### CONSEGNA 1
Riporta senza modifiche il tratto dell'estratto su Bangkok che va da "In questi due" fino a "appassionato tre cose.".
### CONSEGNA 2
In base all'estratto su Bangkok, indica se le affermazioni seguenti sono vere, rispondendo sì o no e citando fedelmente le parole decisive. (a) Patpong oggi è un mercatino di bancarelle con magliette e orologi finti. (b) Il soggiorno a Bangkok descritto è durato una settimana. (c) Il marchio King's Castle compare in un solo locale.
### CONSEGNA 3
Secondo l'estratto su Bangkok, perché nel traffico della città la dilatazione temporale diventa piacevole e divertente? Rispondi in una o due frasi.

### ESTRATTO DELLA PAGINA
· · · · ·

Bangkok e' la Milano del Sud Est Asiatico: una brutta citta' con alcuni angoli preziosi.
In questi due giorni la citta' mi e' passata accanto velocemente e senza stravolgere il basamento delle mie sensazioni. Parecchi deja vu asiatici e stereotipi ora eccessivamente stereotipati oppure sfruttati per i gruppi organizzati di turisti Europei in stopover verso Phuket.
Persino Patpong, un tempo luogo rinomato di prostituzione minorile verace, e' decaduto al rango di mercatino di bancarelle delle solite magliette globali e dei soliti orologi finti. E giusto accanto ai locali go-go piu' prestigiosi, ora specchietti per le allodole, ne sono nati da poco tanti altri che ne riprendono il marchio con nomi improbabili - King's Castle e' declinato in almeno cinque diversi nomi in cinque diversi locali. Insomma, la piu' disonorevole delle fasi di declino di un quartiere che un tempo doveva promettere davvero bene.

Della mia prima visita a Bangkok mi hanno appassionato tre cose.
Prima di tutto, il traffico. Il traffico di Bangkok e' la caricatura mondiale di un ingorgo eterno ed infinito. Macchine ferme, sempre ed ovunque. L'attesa di un piccolo movimento e' cosi' fuori da ogni logica che la dilatazione temporale diventa persino piacevole e divertente.

· · · · ·

### MATERIALE FORNITO

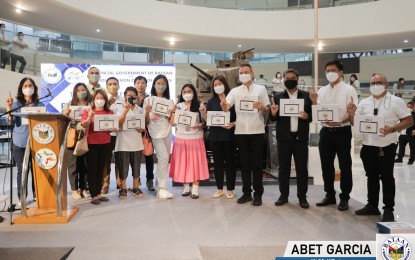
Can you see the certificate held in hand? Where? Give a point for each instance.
(185, 118)
(218, 118)
(105, 122)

· · · · ·

### SVOLGIMENTO 1
In questi due giorni la citta' mi e' passata accanto velocemente e senza stravolgere il basamento delle mie sensazioni. Parecchi deja vu asiatici e stereotipi ora eccessivamente stereotipati oppure sfruttati per i gruppi organizzati di turisti Europei in stopover verso Phuket.
Persino Patpong, un tempo luogo rinomato di prostituzione minorile verace, e' decaduto al rango di mercatino di bancarelle delle solite magliette globali e dei soliti orologi finti. E giusto accanto ai locali go-go piu' prestigiosi, ora specchietti per le allodole, ne sono nati da poco tanti altri che ne riprendono il marchio con nomi improbabili - King's Castle e' declinato in almeno cinque diversi nomi in cinque diversi locali. Insomma, la piu' disonorevole delle fasi di declino di un quartiere che un tempo doveva promettere davvero bene.

Della mia prima visita a Bangkok mi hanno appassionato tre cose.

### SVOLGIMENTO 2
(a) Sì: "e' decaduto al rango di mercatino di bancarelle delle solite magliette globali e dei soliti orologi finti".
(b) No: "In questi due giorni la citta' mi e' passata accanto velocemente".
(c) No: "King's Castle e' declinato in almeno cinque diversi nomi in cinque diversi locali".

### SVOLGIMENTO 3
L'attesa di un piccolo movimento delle macchine ferme è così fuori da ogni logica che il tempo dilatato diventa persino piacevole e divertente.